TEXTABSCHNITT:

Neues zu einem schwierigen Thema

Von Tagungsmüdigkeit war keine Spur, mit 150 Teilnehmern war die Veranstaltung weit überbucht. Das dichte Tagungsprogramm behandelte in 13 Vorträgen das Neueste zur Gasbetäubung beim Schwein, zur Elektrobetäubung beim Rind und zu den Veränderungen der Schlachttechnologie infolge von BSE.
Schon der Eröffnungsvortrag gab der Tagung das Motto vor: „Gerade bei kritischen Fragen ist agieren besser als reagieren“, mahnte Albert Baumann von der Micarna/Migros in der Schweiz an. Entsprechend zeigte er, wie der Schweizer Lebensmittelkonzern Migros bereits ein gutes Stück auf dem aktiven Weg der Imageverbesserung zurückgelegt hat. Mit der „M-7-Punkte-Garantie“ für Fleisch hat sie ein über die gesamte Kette übergreifendes Qualitäts- Programm aufgebaut, das nun auch die Fragen der Betäubung und Schlachtung mit der Fokussierung auf den Tierschutz aufgreifen soll. Derzeit wird speziell bei Schweinen die Betäubung mit Gasgemischen überprüft. Auf diese Tests wurde in den ersten beiden wissenschaftlichen Vorträgen ausführlich eingegangen.

Betäubung mit Argon
Wenn schon geschlachtet wird, so muss dies unter sorgfältigster Beachtung des Tierschutzes geschehen. Man greift deshalb zunehmend zu den sanfteren Methoden, wie der Betäubung mit Kohlendioxid. „Wir gehen aber weiter und arbeiten heute mit dem Edelgas Argon, auch in hochprozentiger Mischung mit Stickstoff“, erläuterte die Tierärztin Dr. Ulrike Machold von der BAFF. Argon hat sich als besonders Tierschutz gerechte Möglichkeit erwiesen, eine Narkose einzuleiten. Allerdings treten nach Argonanwendung gehäuft punktförmige Muskelblutungen im Schinken auf, ein Problem, das weiter bearbeitet werden soll.

GESPEICHERTE EINTRÄGE:
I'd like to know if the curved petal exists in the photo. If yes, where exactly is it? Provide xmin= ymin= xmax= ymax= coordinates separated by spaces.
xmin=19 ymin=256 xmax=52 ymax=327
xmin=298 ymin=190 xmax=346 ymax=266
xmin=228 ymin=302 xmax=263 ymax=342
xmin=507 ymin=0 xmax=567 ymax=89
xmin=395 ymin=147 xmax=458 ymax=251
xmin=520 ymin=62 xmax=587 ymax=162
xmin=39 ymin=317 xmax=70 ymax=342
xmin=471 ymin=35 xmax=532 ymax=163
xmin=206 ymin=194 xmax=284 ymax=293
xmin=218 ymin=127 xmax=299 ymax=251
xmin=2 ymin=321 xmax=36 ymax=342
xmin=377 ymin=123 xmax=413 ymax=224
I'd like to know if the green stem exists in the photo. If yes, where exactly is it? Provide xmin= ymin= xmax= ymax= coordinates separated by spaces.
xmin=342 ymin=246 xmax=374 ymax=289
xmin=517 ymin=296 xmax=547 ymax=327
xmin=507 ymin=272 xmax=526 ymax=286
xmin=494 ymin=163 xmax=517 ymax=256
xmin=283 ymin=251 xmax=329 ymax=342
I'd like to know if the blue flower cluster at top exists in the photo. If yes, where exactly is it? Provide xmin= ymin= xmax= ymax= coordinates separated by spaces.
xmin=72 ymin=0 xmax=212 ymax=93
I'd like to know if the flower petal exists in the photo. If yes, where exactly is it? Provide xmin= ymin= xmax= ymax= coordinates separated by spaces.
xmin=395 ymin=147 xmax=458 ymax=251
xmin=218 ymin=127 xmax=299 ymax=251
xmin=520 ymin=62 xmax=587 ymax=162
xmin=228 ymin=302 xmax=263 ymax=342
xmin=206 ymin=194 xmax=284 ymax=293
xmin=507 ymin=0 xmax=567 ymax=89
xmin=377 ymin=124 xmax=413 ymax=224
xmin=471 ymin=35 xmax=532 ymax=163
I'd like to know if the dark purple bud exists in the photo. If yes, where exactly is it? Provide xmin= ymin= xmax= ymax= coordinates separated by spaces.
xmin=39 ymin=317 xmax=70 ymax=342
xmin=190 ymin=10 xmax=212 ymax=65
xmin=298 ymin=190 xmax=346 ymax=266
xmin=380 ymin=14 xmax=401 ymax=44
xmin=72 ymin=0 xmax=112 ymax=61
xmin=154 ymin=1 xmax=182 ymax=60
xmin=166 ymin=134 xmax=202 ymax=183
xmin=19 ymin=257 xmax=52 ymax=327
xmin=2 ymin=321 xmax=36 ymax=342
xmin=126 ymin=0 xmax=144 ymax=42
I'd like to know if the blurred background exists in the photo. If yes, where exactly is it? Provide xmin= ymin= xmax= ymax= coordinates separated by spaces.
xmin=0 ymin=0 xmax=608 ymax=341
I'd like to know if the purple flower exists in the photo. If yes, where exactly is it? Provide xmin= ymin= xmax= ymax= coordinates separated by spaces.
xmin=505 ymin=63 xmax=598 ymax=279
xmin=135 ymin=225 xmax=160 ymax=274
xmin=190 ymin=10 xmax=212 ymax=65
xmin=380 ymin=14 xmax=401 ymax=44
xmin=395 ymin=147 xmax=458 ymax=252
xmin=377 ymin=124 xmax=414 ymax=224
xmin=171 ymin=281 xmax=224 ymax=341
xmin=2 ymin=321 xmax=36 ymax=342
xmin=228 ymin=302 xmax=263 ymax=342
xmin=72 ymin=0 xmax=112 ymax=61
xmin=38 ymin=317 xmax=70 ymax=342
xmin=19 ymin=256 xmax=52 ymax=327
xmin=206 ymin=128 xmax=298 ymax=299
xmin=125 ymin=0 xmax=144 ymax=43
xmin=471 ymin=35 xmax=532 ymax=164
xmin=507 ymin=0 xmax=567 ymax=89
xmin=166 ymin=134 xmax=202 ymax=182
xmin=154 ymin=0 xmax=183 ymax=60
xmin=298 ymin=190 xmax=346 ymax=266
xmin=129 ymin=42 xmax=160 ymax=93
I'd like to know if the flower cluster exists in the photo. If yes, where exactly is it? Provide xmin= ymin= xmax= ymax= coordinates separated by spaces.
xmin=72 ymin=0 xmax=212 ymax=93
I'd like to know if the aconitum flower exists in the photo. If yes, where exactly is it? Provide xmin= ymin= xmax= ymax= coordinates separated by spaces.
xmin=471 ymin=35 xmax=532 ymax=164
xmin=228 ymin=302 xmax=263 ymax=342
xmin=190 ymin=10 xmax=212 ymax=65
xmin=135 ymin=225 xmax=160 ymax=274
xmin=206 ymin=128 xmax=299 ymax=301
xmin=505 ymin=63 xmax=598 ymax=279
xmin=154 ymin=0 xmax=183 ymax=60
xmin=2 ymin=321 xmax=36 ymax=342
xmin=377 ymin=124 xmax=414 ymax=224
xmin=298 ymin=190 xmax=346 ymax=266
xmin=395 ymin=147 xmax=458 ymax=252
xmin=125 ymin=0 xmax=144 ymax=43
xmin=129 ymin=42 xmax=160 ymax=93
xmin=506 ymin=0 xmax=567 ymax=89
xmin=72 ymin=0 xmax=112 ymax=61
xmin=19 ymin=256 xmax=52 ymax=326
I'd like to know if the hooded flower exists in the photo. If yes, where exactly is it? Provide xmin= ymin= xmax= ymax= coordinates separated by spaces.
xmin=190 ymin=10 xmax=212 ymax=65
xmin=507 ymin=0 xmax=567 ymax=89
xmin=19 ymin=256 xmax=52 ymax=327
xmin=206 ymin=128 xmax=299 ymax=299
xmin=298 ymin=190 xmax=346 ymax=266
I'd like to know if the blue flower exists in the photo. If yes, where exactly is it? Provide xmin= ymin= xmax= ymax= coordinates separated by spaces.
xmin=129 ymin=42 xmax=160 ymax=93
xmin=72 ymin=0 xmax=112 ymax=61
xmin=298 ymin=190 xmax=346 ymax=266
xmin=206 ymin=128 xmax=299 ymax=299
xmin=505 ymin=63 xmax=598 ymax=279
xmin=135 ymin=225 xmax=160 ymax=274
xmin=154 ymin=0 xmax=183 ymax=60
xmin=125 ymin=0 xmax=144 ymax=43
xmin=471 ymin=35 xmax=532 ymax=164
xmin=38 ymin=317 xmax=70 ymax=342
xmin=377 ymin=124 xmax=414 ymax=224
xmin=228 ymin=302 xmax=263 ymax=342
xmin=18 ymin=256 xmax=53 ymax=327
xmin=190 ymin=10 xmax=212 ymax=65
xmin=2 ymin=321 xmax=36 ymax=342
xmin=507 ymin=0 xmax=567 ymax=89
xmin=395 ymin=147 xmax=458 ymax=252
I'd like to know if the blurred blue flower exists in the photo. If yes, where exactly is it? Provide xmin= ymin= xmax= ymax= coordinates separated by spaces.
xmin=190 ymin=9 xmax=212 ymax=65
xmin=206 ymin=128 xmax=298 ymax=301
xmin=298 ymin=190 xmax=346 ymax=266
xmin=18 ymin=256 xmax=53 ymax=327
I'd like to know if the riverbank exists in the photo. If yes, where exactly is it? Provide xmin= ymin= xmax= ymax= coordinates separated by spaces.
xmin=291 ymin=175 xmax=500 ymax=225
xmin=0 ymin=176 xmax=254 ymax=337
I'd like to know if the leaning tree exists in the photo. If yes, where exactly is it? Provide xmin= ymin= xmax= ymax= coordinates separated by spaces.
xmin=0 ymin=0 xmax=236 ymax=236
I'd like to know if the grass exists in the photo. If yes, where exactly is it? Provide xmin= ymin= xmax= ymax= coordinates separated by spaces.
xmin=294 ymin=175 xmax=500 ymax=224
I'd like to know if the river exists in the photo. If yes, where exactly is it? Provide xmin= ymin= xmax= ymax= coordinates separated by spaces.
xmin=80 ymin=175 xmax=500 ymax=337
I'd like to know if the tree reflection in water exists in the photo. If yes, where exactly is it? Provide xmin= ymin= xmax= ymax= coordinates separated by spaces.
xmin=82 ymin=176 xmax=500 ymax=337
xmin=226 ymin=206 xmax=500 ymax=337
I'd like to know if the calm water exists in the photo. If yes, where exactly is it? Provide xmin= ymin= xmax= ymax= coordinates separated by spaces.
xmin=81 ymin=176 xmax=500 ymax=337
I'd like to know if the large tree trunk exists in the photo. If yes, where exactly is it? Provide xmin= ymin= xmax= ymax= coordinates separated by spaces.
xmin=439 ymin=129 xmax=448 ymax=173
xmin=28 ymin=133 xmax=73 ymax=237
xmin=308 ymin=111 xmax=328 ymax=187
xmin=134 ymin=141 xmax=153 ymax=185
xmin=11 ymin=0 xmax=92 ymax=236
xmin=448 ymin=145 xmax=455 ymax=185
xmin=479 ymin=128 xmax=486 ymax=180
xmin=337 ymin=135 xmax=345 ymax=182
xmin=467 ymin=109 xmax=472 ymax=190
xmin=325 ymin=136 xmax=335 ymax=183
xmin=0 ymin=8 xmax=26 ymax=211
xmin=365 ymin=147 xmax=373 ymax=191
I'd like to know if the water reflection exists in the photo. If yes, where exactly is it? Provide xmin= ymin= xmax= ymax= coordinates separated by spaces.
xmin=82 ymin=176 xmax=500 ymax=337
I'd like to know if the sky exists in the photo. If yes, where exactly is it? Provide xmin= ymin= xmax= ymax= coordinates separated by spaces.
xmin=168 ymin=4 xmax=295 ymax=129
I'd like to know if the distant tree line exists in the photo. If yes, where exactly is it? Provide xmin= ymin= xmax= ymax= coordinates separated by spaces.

ARBEITSANWEISUNG: Schreiben Sie aus dem Textabschnitt die Stelle zwischen „Von Tagungsmüdigkeit war“ und „infolge von BSE.“, beide eingeschlossen, wortgetreu ab. Die Einträge stammen aus einer anderen Quelle.

VOLLSTÄNDIGE AUSGABE:
Von Tagungsmüdigkeit war keine Spur, mit 150 Teilnehmern war die Veranstaltung weit überbucht. Das dichte Tagungsprogramm behandelte in 13 Vorträgen das Neueste zur Gasbetäubung beim Schwein, zur Elektrobetäubung beim Rind und zu den Veränderungen der Schlachttechnologie infolge von BSE.